BEGIN Dataset entries

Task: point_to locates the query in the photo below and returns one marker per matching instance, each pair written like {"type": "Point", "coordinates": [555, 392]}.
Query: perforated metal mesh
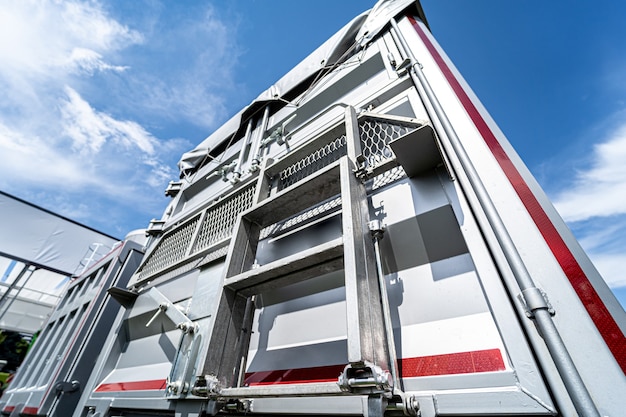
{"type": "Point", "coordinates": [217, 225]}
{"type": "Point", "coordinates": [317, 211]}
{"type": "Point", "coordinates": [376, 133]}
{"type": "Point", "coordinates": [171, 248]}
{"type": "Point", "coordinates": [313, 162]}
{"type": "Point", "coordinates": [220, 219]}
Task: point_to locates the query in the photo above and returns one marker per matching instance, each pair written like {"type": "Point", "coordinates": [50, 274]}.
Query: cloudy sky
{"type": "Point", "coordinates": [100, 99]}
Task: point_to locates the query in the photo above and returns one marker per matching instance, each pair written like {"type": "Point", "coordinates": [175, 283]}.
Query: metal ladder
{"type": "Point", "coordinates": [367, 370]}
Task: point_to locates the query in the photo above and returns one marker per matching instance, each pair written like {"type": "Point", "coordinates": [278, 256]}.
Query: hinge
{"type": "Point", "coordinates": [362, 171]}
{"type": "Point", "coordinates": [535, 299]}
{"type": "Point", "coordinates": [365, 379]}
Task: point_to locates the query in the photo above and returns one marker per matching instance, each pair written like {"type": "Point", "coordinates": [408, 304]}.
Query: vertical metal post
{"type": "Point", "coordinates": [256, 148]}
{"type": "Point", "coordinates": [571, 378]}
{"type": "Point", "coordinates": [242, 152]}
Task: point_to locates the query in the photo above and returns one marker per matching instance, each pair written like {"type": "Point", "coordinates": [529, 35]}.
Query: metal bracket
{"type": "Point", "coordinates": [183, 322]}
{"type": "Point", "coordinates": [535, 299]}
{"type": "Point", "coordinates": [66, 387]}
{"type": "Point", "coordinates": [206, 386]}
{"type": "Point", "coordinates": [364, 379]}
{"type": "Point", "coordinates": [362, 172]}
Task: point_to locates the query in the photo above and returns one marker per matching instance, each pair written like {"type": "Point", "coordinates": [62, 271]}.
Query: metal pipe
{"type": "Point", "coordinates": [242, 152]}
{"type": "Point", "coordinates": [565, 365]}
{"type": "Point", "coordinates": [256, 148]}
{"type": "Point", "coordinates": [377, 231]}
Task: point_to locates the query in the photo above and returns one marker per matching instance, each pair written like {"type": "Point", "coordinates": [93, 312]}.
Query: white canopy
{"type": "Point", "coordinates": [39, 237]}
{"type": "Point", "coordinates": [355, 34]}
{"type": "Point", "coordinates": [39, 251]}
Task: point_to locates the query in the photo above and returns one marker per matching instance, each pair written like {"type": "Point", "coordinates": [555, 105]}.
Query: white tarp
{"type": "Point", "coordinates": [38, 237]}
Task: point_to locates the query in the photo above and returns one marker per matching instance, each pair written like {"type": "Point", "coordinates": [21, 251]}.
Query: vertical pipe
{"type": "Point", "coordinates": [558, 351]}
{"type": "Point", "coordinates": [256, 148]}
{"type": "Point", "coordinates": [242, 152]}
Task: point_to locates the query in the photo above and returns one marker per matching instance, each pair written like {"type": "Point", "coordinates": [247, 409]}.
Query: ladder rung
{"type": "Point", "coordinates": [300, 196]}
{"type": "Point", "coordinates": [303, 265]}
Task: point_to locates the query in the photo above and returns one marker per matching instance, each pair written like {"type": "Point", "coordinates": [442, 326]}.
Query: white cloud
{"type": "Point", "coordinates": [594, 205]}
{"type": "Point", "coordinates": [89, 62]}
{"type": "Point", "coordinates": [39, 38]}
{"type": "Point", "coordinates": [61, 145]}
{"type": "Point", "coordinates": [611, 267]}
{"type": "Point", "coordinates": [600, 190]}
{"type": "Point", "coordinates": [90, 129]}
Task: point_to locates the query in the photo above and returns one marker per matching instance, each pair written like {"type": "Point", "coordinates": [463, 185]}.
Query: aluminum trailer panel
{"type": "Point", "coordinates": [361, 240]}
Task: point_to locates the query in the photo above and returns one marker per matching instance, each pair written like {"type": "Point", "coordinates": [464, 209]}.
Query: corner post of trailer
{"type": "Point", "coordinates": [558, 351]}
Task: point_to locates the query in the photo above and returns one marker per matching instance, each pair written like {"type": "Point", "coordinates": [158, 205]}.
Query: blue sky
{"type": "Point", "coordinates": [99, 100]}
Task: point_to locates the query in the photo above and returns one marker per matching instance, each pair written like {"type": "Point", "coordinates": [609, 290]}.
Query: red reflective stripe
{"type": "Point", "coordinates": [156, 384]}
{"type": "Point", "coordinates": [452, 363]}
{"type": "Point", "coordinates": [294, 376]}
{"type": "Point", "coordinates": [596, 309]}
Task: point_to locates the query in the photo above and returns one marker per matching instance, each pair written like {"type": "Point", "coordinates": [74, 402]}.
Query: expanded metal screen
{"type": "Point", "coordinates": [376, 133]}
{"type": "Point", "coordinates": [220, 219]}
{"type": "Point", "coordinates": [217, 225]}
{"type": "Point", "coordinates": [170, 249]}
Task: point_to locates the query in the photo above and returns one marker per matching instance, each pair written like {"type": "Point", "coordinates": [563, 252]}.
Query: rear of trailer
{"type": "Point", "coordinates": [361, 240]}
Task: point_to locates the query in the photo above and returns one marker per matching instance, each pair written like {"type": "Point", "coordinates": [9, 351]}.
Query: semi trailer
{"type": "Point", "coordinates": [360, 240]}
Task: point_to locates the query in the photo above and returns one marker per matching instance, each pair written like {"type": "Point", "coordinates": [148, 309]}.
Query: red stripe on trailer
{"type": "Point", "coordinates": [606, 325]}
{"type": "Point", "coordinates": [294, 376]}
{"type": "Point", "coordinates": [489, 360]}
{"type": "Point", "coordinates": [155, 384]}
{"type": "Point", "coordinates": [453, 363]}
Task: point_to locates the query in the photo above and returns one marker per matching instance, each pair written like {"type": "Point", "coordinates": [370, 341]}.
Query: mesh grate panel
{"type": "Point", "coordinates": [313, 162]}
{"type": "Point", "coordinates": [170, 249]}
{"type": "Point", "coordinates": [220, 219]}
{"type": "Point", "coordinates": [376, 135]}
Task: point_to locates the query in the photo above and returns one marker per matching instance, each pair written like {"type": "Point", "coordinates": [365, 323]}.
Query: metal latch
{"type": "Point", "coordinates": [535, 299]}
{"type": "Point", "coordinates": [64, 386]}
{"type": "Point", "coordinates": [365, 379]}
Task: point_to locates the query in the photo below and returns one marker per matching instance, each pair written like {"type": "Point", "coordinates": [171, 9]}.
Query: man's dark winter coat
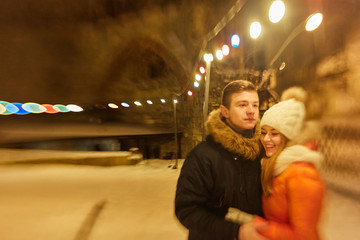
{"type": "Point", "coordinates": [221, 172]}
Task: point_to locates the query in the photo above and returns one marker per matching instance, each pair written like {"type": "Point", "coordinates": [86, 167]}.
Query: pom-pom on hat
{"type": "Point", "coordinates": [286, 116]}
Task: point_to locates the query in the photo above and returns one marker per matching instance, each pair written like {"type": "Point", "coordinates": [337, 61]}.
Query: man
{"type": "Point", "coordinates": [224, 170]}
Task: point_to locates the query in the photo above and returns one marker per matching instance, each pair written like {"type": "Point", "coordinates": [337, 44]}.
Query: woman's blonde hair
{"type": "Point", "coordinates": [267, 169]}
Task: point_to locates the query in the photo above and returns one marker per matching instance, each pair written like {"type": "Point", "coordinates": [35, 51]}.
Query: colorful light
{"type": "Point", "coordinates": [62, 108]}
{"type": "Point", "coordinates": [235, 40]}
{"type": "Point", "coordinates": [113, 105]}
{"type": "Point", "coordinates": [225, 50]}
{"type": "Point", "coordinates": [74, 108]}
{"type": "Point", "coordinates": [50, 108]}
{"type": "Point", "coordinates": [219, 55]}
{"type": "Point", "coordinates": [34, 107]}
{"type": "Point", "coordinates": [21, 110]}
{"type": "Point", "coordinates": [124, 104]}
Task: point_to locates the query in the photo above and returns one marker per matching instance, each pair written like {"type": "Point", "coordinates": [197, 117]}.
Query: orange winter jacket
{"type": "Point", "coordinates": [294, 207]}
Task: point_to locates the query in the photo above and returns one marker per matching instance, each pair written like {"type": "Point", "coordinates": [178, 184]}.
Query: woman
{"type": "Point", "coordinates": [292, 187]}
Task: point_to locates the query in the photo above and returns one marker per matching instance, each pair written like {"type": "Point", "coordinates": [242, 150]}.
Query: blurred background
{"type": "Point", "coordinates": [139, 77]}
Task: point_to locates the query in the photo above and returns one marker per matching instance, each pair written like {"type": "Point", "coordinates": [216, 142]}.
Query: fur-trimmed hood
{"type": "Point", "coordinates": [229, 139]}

END Dataset entries

> Problem details
If the string "below" is in a line of the entries, pick that line out.

> Response to the task
Task: point_to locates the query in the photo below and returns one marker per matching instance, each pair written like {"type": "Point", "coordinates": [555, 392]}.
Task: point_to locates the query in the photo below and returns one marker per matching instance, each pair written like {"type": "Point", "coordinates": [171, 9]}.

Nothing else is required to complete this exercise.